## [Provided information]

________________

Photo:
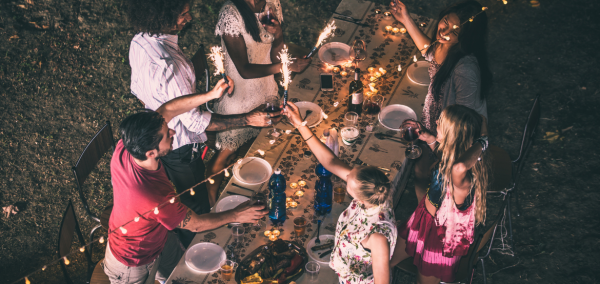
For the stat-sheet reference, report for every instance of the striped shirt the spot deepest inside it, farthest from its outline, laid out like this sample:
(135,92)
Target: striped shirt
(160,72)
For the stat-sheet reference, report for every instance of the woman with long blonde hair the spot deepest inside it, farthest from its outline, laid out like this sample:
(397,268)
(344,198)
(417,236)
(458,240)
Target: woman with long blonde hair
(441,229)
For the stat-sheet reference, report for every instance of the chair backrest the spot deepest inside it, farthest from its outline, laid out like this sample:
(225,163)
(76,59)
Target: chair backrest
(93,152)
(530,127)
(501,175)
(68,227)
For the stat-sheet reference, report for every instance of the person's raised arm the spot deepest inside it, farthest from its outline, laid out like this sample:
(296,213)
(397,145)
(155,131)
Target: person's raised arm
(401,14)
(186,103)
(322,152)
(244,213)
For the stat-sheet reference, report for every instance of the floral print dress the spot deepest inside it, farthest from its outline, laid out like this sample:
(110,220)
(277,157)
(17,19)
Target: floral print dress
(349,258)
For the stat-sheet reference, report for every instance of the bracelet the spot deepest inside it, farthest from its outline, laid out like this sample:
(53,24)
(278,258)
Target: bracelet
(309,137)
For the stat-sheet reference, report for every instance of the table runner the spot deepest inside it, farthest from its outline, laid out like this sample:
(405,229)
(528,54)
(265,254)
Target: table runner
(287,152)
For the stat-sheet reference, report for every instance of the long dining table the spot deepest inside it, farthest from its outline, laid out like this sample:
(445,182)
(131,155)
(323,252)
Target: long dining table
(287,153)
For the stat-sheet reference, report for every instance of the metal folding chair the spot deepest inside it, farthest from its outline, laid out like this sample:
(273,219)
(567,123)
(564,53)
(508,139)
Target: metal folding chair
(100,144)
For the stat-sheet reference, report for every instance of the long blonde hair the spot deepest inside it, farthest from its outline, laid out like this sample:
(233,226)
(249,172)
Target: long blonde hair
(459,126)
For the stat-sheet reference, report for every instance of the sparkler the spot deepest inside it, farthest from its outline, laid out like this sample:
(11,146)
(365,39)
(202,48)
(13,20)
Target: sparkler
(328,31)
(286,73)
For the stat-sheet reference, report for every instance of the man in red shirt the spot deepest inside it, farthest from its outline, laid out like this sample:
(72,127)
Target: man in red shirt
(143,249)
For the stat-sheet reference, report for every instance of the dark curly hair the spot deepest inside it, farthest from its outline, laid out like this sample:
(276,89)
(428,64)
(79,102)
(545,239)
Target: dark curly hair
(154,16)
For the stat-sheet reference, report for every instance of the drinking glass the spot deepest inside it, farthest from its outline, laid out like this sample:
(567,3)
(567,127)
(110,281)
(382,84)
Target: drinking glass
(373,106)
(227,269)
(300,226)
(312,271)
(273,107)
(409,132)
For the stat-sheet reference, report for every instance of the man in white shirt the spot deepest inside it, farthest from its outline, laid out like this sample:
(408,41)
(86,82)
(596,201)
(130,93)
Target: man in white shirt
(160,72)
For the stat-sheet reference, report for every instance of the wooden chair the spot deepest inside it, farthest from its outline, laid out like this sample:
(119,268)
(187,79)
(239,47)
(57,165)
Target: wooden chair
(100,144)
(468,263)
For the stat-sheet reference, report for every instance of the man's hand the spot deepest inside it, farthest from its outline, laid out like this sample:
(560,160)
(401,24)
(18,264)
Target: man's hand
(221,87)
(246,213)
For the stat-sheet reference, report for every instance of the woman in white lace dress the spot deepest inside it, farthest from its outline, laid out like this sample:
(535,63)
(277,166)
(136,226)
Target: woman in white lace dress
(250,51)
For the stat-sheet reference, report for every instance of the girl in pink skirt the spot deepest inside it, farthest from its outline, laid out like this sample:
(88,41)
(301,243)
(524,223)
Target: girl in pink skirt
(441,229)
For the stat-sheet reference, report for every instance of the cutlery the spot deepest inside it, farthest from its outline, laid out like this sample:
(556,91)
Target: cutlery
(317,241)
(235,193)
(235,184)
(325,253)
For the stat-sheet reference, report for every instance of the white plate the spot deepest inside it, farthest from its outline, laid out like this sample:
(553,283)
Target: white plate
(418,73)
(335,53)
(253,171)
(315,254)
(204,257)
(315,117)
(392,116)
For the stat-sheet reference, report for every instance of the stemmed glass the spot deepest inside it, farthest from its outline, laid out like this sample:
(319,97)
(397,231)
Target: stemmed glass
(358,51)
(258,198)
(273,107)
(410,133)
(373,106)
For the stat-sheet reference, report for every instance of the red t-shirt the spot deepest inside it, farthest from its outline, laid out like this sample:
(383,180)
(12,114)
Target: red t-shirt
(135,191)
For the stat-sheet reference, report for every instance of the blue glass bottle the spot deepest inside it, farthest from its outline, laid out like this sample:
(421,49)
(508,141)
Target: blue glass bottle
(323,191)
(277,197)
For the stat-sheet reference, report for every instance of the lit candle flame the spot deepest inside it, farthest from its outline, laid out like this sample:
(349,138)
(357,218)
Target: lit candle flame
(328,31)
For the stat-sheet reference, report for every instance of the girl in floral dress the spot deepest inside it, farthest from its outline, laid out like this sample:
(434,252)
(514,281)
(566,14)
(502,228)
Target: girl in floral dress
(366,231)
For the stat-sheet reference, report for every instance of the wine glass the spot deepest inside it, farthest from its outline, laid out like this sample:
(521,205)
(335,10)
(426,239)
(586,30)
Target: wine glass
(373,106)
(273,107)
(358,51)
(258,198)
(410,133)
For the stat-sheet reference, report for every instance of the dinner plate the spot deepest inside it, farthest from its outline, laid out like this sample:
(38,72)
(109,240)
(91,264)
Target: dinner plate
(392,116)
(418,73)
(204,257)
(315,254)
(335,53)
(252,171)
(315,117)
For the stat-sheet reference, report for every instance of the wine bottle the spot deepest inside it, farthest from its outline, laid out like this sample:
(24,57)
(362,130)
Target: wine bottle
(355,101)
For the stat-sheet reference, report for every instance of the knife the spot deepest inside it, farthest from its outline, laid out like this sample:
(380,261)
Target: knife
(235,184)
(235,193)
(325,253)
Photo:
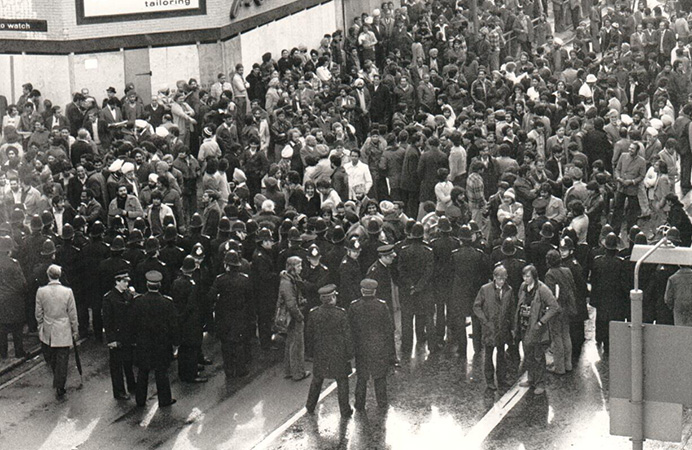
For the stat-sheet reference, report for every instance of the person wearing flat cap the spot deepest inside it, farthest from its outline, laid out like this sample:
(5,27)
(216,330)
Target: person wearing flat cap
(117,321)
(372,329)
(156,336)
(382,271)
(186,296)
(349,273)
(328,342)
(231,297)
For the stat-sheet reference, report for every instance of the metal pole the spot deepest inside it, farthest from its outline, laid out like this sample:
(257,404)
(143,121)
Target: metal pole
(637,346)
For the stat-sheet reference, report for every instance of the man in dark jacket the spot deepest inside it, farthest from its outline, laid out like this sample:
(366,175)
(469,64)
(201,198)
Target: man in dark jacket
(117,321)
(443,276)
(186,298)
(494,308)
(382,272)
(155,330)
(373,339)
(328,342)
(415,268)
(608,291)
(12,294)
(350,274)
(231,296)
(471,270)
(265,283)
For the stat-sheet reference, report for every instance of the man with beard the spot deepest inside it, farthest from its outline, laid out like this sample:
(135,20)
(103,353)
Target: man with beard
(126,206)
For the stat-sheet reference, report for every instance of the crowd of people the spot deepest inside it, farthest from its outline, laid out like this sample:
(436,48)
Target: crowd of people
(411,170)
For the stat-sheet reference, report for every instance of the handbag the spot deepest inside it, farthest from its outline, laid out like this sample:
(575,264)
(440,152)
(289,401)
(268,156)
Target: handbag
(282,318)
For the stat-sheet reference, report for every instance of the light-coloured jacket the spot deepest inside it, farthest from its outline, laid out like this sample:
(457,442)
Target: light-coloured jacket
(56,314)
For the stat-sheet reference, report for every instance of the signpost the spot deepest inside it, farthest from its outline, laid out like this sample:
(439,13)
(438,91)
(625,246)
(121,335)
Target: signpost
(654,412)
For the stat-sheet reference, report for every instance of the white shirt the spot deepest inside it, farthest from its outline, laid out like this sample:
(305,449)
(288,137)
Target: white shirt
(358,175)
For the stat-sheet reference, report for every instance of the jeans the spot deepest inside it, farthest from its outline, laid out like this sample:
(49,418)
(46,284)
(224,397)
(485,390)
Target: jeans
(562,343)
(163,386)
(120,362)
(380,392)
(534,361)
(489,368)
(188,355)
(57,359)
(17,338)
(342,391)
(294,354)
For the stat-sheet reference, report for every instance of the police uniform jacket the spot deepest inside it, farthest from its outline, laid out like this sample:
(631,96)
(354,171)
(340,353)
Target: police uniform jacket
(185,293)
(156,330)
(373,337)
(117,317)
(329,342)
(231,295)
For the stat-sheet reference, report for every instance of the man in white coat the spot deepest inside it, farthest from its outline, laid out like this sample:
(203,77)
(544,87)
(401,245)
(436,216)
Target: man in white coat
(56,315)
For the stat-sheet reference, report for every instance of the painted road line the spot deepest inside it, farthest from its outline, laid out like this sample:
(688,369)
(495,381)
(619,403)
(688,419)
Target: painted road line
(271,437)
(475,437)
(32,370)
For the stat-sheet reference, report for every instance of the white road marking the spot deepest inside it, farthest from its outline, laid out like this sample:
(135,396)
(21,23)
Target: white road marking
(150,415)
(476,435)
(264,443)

________________

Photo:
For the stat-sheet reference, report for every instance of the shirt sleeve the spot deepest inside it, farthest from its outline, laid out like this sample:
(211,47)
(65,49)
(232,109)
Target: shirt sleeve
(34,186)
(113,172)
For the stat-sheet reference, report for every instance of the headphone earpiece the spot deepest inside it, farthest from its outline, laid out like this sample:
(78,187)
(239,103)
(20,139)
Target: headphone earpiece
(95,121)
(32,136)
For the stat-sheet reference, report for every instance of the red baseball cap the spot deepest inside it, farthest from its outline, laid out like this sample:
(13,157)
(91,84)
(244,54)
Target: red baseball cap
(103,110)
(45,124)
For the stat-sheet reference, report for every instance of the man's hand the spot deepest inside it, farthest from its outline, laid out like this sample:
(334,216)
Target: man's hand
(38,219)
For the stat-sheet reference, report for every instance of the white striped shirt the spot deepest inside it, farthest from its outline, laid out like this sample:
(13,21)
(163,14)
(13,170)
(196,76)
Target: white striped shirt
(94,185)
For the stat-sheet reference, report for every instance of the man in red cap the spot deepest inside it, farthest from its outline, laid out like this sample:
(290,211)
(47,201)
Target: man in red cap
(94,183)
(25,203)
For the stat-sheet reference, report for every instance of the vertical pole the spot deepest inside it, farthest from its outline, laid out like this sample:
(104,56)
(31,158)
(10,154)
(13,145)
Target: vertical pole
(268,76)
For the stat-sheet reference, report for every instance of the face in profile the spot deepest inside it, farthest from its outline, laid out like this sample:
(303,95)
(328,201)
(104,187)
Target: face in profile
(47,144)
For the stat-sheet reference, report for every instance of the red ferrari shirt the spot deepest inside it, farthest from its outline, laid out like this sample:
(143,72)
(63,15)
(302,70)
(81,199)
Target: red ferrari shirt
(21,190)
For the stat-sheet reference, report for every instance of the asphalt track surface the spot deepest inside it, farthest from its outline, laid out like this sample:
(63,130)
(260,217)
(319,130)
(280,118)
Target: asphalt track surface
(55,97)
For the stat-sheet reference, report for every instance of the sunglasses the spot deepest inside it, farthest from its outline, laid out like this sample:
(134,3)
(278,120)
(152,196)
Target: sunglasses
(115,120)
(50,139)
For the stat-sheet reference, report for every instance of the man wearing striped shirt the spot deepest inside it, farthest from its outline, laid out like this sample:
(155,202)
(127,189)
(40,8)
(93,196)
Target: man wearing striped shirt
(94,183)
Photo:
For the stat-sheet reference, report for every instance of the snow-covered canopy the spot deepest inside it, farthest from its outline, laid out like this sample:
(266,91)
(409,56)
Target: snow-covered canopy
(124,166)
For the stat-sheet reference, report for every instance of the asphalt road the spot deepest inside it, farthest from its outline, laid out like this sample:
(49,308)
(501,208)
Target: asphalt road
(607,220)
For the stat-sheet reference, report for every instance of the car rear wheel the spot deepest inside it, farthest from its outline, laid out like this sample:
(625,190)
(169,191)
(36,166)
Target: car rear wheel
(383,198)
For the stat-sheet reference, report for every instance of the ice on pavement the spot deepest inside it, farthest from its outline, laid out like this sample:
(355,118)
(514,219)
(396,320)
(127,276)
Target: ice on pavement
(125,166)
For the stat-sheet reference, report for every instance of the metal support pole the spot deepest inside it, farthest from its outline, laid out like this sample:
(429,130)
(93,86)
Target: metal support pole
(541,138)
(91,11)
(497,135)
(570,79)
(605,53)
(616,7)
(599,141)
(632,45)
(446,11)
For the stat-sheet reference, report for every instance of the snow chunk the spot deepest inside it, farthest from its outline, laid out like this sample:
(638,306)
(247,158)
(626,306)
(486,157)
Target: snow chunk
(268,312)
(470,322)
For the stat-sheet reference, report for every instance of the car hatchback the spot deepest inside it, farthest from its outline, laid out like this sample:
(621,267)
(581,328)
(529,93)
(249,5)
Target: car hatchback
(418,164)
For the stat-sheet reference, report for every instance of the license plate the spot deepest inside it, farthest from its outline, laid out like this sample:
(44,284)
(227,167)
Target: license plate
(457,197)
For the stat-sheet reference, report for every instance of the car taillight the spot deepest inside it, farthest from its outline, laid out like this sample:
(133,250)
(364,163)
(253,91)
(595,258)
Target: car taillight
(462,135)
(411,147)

________________

Please write out, exactly as they appear above, only the lines in the stretch from the line with "the metal pole" through the line with "the man with".

For the stat-sheet reference, report for every instance of the metal pole the spot deepest inside it, farthest from its outline, laid out like this sample:
(257,404)
(143,121)
Target: metal pole
(637,346)
For the stat-sheet reference, report for every instance of the man in dark jacket the spot deepest inside it, farthest from its outline, laid out like this sample:
(366,175)
(469,64)
(201,198)
Target: man in dark jacket
(117,321)
(443,276)
(186,298)
(494,308)
(382,272)
(155,330)
(373,339)
(328,342)
(415,268)
(608,291)
(12,294)
(350,274)
(231,296)
(471,270)
(265,283)
For the stat-sheet reference, report for every instance of the man with beard the spot deepest inside it, farthest from its outline, laid out like this sample:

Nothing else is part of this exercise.